▶ TEXT PASSAGE
## Start

It's easy to forget that poetry was once a popular medium, not the cloistered, academic artifice that it had become by the time Dylan came on the scene. Casey at the Bat first ran in a newspaper. Can you imagine a newspaper running such a poem today?
Lyric poetry was all about performance. It was a way of making literature that could be memorized and repeated with great accuracy, because if you busted a rhyme or missed a beat the mistake was at once evident, and the meter and rhyme assisted memory. Modern poetry, which often abandoned meter and rhyme, is more dependent on the written word. A poet that the academics might have favored for the Nobel is W.S. Merwin, one of the best of the free-verse poets. But it is much harder to remember this...
From Our Shadows
This has caused poetry to lose much of its audience. Fortunately, there are better judges of poetry than academics, such as audiences for music or poetry slams.
I graduated from high school with credits from five different schools, because my family moved around. As a junior, it appeared I would be short of credits to graduate when my senior year ended as a result of my peregrinations. Fortunately, I wrote a sonnet that won me a scholarship to a createive writing class taught by three University of Washington professors at the Cornish School of Allied Arts, which I attended as one of about a dozen high school students the summer between my junior and senior year, gaining enough credits to graduate.

## End

▶ Object pointing dataset rows

## Start

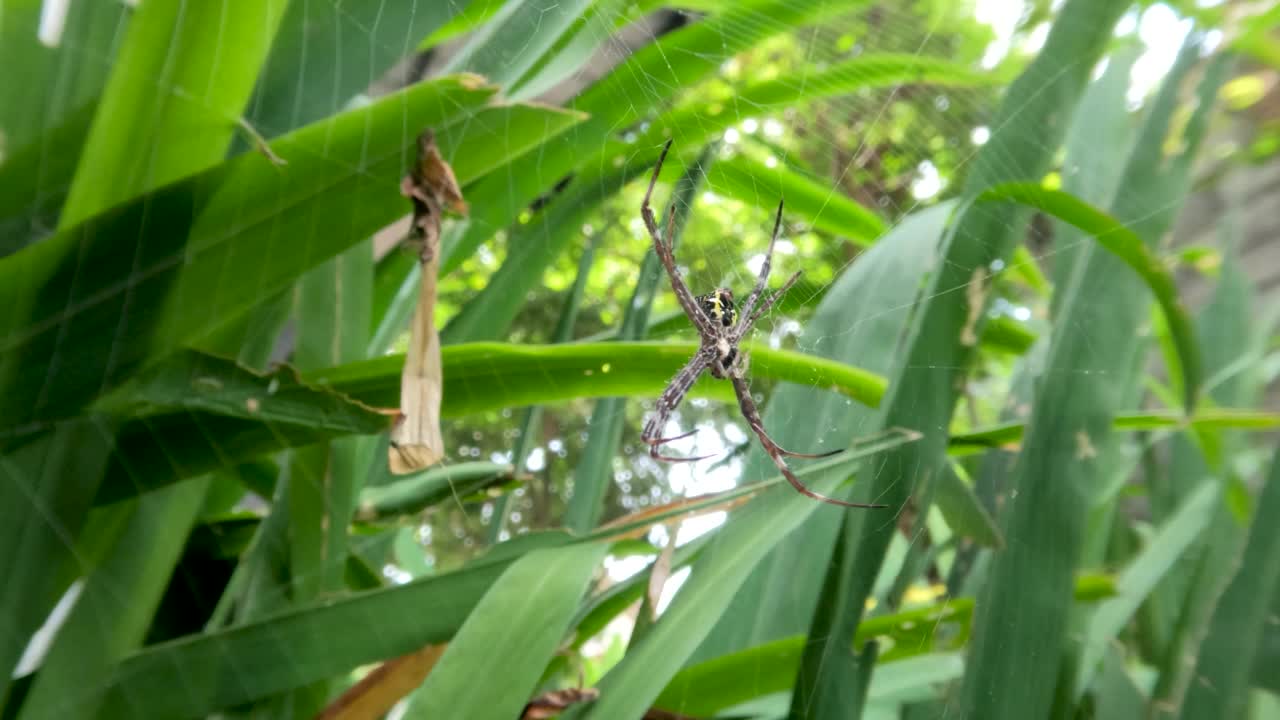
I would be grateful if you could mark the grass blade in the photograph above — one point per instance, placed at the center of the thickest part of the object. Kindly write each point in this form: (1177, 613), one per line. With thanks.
(1225, 659)
(510, 637)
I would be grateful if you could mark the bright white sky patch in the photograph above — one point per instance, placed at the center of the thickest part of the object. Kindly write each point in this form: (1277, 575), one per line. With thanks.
(928, 185)
(1002, 17)
(1162, 32)
(53, 21)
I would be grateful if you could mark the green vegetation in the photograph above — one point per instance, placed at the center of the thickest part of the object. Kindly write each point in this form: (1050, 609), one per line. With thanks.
(205, 324)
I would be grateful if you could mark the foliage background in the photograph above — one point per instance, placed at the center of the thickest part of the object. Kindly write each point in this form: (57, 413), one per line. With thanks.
(1037, 308)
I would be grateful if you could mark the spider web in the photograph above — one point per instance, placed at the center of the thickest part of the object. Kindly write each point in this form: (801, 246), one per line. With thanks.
(860, 135)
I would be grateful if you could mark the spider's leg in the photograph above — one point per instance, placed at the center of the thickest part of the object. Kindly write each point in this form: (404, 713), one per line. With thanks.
(775, 451)
(768, 301)
(667, 404)
(762, 281)
(662, 246)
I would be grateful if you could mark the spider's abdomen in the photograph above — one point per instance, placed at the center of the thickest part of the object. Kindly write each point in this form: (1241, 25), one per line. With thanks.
(718, 305)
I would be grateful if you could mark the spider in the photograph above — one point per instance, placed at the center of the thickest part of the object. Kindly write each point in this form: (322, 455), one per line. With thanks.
(722, 326)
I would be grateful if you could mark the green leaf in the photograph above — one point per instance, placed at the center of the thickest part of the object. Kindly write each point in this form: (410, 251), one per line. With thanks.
(511, 636)
(201, 674)
(593, 474)
(821, 205)
(327, 54)
(721, 569)
(423, 490)
(1064, 455)
(716, 684)
(193, 414)
(507, 46)
(45, 488)
(929, 365)
(1128, 246)
(647, 80)
(338, 186)
(141, 139)
(126, 588)
(1225, 657)
(484, 376)
(1139, 578)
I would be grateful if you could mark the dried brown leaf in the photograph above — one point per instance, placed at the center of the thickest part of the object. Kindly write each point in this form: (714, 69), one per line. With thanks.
(416, 440)
(379, 691)
(552, 703)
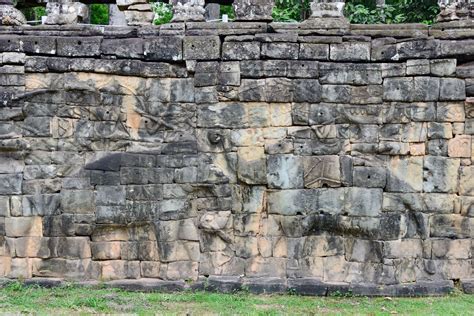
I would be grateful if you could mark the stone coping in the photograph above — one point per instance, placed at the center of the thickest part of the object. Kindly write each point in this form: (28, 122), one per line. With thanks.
(304, 286)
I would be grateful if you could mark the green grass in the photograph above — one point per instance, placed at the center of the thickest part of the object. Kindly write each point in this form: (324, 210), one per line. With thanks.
(16, 298)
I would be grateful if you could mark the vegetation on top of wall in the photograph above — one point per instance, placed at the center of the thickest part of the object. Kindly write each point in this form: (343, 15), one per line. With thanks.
(34, 13)
(99, 14)
(364, 11)
(357, 11)
(395, 11)
(291, 10)
(163, 12)
(227, 9)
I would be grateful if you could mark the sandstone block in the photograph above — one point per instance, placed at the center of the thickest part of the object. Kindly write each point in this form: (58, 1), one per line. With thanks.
(150, 269)
(440, 174)
(24, 227)
(466, 181)
(321, 171)
(443, 67)
(240, 50)
(20, 268)
(280, 50)
(399, 168)
(312, 51)
(418, 67)
(181, 270)
(201, 47)
(460, 146)
(10, 183)
(163, 48)
(451, 249)
(292, 202)
(77, 201)
(450, 226)
(452, 89)
(284, 172)
(370, 177)
(450, 112)
(363, 202)
(350, 51)
(404, 248)
(5, 206)
(119, 269)
(31, 247)
(251, 166)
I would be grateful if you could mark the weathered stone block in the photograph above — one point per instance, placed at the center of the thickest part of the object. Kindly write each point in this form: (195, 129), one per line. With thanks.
(370, 177)
(24, 226)
(240, 50)
(78, 46)
(450, 226)
(10, 184)
(359, 250)
(168, 48)
(443, 67)
(321, 171)
(451, 249)
(124, 47)
(284, 172)
(466, 181)
(356, 74)
(418, 67)
(77, 201)
(251, 167)
(460, 146)
(350, 51)
(450, 112)
(292, 202)
(363, 202)
(201, 47)
(405, 248)
(452, 89)
(312, 51)
(307, 90)
(280, 50)
(399, 168)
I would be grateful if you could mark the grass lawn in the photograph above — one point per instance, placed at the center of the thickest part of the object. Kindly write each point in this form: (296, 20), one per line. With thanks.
(16, 298)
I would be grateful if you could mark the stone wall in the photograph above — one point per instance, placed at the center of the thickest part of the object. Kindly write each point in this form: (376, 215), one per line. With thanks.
(297, 153)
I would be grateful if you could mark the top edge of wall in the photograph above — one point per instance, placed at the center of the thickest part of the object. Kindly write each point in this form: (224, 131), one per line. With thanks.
(449, 30)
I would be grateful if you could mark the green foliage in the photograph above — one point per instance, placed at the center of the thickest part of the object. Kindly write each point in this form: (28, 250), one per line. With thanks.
(227, 9)
(290, 10)
(163, 12)
(34, 13)
(99, 14)
(396, 11)
(15, 298)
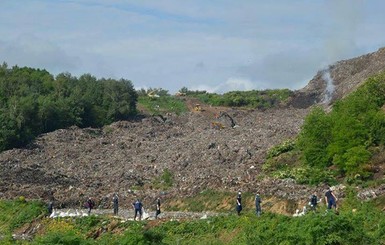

## End

▶ EXERCISE SET
**a)** Answer these questions from the text on poetry, one per line:
(i) Where did Casey at the Bat first run?
(ii) Which poet does the text name as one the academics might have favored for the Nobel?
(iii) How many different schools did the writer earn high school credits from?
**b)** Extract every line of the records that contains the string "block", matching case exactly.

▶ RESPONSES PER TASK
**a)**
(i) In a newspaper.
(ii) W.S. Merwin.
(iii) Five.

**b)**
I would be grateful if you could mark the sandstone block in the photograph above — one point per instance, placed at the center of the thickest part of the object. Kindly write each point in this form: (58, 1), one per line. With thanks.
I would be grateful if you could mark the weathered stone block in the photograph above — one point per instance, placed at the center of the thickest part of the object. Kindly write each point in this form: (195, 129), one per line. With thanks.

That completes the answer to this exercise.